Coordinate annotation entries

* START *

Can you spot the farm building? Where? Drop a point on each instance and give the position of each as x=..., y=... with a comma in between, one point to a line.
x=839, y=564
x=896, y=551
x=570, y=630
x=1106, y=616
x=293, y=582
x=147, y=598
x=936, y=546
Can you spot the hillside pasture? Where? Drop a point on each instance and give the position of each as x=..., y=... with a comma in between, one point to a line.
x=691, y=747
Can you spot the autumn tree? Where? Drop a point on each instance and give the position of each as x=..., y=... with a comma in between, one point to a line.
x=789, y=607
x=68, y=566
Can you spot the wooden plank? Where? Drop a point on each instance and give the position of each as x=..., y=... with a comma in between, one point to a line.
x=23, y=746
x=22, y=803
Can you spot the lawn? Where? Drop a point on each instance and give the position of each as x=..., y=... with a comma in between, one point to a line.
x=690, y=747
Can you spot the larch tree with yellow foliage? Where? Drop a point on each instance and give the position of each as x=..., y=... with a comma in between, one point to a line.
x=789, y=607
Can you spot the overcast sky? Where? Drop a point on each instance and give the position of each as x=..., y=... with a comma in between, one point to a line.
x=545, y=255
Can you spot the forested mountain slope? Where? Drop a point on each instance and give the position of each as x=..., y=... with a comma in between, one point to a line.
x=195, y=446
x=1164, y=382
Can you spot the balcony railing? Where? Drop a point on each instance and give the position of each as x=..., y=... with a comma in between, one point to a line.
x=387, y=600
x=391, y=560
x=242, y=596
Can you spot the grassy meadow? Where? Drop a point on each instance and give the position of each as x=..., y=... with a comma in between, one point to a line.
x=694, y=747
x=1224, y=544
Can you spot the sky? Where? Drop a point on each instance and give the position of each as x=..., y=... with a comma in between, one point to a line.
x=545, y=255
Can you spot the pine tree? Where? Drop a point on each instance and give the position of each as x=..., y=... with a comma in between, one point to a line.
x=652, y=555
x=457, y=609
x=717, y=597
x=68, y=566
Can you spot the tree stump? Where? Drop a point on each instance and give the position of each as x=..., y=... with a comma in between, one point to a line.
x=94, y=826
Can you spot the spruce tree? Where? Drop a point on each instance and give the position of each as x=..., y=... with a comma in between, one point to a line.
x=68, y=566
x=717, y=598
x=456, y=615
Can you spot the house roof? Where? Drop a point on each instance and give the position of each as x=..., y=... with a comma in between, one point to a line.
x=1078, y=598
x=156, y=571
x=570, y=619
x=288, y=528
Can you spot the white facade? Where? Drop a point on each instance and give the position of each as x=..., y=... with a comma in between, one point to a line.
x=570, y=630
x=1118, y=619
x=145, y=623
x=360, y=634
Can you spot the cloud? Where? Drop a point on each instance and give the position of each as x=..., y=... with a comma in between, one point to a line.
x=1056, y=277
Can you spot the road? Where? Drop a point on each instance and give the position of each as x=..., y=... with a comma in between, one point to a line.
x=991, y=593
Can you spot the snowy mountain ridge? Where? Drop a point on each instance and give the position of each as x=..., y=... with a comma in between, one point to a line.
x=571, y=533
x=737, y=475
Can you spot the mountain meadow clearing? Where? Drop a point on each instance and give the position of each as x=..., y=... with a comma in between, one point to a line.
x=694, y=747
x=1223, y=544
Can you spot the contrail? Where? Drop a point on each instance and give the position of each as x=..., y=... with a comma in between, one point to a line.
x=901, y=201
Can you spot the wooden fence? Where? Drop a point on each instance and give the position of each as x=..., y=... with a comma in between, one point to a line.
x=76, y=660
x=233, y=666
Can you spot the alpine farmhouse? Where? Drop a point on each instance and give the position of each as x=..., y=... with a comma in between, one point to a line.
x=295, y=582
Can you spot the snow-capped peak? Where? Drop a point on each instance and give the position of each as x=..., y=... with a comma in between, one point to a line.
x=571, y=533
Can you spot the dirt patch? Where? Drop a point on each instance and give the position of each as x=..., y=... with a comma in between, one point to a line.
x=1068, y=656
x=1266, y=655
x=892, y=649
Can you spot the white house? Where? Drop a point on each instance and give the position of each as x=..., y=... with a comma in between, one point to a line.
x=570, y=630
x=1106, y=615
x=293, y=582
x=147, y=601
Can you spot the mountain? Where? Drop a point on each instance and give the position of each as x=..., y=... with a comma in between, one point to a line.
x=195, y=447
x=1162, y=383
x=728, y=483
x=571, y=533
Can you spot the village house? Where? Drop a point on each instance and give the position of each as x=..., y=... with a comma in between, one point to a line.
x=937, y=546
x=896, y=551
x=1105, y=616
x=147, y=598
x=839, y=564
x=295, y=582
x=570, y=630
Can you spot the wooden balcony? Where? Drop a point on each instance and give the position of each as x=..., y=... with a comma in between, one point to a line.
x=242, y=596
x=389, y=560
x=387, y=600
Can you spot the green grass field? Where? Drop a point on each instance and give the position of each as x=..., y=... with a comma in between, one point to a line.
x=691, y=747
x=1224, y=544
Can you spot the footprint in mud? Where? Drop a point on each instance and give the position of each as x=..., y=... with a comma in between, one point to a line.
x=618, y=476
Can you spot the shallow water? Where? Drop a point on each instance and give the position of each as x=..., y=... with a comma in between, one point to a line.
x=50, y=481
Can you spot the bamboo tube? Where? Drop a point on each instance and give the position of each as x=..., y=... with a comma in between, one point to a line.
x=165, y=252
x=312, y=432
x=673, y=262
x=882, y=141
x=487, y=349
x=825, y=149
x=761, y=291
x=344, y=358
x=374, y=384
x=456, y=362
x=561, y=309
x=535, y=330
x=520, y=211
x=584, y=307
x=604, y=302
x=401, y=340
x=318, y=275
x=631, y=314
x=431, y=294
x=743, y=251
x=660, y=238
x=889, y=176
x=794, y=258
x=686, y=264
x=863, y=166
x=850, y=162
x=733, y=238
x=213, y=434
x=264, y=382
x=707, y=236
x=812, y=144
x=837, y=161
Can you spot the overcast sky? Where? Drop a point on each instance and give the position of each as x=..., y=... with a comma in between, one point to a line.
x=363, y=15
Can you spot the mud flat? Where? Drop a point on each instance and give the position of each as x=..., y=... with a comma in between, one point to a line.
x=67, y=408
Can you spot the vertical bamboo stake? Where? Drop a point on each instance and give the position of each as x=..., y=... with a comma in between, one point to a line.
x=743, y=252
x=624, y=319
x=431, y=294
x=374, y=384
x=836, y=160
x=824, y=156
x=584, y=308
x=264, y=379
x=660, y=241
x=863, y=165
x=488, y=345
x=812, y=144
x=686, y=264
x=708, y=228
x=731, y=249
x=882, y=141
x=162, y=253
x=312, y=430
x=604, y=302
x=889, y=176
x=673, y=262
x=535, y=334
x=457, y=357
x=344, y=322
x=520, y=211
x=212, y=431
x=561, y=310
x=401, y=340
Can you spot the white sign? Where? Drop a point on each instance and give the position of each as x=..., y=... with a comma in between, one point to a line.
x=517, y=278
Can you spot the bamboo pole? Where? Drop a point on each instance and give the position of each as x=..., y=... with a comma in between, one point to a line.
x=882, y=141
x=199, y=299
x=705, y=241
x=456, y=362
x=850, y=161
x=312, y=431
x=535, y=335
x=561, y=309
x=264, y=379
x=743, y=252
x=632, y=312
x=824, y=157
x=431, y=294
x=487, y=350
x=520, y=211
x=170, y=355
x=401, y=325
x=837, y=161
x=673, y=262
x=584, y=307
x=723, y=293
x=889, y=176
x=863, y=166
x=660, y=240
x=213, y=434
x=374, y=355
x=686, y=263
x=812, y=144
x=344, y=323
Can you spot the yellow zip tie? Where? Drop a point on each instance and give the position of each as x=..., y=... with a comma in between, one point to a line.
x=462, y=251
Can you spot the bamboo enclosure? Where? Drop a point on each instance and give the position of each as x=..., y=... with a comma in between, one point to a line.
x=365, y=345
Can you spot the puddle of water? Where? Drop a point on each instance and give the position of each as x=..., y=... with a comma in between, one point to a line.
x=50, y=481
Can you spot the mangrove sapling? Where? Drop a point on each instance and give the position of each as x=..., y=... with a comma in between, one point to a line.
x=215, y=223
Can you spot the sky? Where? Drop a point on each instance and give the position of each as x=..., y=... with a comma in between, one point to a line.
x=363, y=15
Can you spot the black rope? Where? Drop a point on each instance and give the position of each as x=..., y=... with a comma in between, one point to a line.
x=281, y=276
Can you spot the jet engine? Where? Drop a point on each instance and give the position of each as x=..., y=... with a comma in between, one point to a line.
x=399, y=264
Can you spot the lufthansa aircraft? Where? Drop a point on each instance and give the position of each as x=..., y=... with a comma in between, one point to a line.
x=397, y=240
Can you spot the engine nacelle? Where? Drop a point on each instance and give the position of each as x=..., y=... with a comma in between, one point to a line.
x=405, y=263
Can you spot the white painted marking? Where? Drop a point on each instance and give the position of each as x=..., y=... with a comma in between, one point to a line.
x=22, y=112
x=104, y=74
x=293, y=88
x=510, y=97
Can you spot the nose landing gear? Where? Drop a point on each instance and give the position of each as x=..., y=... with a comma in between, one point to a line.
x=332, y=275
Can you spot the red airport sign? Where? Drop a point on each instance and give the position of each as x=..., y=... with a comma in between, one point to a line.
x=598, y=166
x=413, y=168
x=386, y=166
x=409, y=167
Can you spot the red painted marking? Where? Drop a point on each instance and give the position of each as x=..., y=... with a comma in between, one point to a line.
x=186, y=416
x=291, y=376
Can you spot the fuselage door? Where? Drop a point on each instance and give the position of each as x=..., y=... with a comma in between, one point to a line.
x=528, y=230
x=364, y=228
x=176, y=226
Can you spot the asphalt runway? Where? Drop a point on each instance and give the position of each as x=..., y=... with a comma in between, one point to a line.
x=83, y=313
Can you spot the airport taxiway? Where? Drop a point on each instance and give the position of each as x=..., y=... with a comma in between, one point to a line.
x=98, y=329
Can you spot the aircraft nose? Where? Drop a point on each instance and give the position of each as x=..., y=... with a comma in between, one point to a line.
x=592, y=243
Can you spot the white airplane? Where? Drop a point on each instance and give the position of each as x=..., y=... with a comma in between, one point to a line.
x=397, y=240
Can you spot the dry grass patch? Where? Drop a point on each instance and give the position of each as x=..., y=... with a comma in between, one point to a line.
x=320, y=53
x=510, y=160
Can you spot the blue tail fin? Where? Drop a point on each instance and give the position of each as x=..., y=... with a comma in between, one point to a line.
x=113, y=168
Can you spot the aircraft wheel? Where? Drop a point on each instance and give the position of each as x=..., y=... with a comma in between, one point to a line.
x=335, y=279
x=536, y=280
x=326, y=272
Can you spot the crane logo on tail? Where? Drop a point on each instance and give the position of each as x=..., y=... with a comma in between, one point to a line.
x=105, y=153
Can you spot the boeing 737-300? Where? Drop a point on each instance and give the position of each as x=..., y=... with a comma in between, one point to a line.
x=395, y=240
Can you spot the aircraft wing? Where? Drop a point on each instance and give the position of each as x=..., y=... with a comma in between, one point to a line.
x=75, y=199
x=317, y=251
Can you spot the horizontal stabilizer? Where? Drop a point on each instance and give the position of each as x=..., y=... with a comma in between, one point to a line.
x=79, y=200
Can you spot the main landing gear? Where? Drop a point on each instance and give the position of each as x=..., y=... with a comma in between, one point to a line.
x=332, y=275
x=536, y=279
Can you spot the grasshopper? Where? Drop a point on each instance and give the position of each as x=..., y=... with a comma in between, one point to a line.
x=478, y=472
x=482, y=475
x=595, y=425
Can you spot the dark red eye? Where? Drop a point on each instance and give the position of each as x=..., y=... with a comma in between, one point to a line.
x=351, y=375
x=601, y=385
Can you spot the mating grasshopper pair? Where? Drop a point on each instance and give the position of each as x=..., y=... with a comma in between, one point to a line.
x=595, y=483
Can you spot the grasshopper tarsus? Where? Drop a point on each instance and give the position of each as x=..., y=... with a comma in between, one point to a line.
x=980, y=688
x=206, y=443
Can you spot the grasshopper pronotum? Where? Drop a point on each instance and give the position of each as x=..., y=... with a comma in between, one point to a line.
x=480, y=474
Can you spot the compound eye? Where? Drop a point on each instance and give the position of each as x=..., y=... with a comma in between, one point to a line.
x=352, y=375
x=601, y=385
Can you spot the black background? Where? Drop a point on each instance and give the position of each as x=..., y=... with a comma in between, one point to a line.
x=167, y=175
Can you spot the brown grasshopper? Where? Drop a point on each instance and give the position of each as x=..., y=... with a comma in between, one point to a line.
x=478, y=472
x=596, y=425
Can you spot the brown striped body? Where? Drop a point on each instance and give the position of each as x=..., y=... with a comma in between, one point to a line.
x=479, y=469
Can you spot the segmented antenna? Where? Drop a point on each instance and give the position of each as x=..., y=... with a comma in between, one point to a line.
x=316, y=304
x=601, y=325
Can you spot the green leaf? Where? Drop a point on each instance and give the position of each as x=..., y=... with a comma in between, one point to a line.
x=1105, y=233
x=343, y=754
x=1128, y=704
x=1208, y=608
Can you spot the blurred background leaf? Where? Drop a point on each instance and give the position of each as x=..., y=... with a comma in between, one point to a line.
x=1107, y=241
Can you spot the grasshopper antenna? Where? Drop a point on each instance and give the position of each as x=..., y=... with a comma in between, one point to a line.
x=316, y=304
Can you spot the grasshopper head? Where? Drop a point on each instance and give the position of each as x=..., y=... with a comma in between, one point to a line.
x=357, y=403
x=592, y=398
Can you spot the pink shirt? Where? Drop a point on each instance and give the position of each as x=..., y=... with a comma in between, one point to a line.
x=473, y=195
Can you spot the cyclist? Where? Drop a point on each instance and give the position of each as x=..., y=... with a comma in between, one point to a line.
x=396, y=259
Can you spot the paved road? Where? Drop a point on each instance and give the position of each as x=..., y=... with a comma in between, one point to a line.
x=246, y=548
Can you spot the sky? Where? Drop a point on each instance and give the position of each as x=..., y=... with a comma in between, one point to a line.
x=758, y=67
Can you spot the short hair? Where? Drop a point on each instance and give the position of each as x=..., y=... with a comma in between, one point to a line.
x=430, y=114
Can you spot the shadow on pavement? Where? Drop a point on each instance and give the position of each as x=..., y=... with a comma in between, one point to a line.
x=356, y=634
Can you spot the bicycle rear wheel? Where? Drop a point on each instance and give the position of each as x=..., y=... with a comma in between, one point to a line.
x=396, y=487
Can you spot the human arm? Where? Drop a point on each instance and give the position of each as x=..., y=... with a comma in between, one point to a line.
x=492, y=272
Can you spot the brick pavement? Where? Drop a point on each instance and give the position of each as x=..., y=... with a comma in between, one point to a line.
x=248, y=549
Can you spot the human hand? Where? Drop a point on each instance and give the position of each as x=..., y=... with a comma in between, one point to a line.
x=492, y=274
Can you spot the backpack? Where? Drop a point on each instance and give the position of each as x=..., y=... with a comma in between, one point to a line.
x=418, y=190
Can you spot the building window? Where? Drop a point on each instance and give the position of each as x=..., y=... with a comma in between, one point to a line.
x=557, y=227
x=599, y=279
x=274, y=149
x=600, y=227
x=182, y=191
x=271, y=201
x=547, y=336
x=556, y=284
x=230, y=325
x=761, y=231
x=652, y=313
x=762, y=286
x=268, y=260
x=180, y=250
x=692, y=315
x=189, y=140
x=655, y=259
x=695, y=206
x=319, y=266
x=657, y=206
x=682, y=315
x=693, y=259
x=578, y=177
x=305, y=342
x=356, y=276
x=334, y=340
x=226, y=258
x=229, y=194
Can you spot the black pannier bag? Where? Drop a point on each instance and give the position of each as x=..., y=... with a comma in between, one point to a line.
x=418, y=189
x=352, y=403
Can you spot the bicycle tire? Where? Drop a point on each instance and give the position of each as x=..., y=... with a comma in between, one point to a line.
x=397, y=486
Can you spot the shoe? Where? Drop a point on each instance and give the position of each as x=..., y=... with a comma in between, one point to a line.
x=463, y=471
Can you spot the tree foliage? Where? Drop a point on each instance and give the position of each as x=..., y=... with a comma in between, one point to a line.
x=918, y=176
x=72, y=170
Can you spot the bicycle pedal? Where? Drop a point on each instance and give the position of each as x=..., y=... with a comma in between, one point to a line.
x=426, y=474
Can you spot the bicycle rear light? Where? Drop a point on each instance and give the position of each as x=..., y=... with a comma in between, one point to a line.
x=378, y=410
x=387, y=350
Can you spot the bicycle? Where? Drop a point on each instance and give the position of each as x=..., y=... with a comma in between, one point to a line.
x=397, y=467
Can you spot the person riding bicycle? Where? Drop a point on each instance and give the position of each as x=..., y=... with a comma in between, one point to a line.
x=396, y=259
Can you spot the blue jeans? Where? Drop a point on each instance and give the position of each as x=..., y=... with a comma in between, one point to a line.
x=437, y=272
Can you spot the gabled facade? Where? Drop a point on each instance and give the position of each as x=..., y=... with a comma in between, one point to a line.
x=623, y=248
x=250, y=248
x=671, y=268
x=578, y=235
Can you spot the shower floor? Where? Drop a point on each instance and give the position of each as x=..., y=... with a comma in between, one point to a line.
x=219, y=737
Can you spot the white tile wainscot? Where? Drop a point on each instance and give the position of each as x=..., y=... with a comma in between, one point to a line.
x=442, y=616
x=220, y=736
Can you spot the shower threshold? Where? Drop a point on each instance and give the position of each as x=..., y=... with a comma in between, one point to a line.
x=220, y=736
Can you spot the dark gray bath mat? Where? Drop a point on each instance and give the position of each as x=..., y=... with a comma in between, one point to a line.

* END *

#### [PROBLEM REQUIREMENTS]
Reproduce verbatim the lines of the listing above, starting at the line containing "Can you spot the autumn" and ending at the line containing "x=690, y=747", with both of those lines included.

#### [COMPLETE OUTPUT]
Can you spot the autumn tree? Where? Drop a point on each instance and give the position of each as x=..., y=... with a comma in between, one point to a line.
x=789, y=607
x=68, y=566
Can you spot the wooden plank? Where? Drop a point on each instance and give the position of each as x=..., y=... with a comma in between, one point to a line.
x=23, y=746
x=22, y=803
Can you spot the lawn? Where? Drop a point on each instance and give the position of each as x=..., y=... with a comma in between, one point to a line.
x=690, y=747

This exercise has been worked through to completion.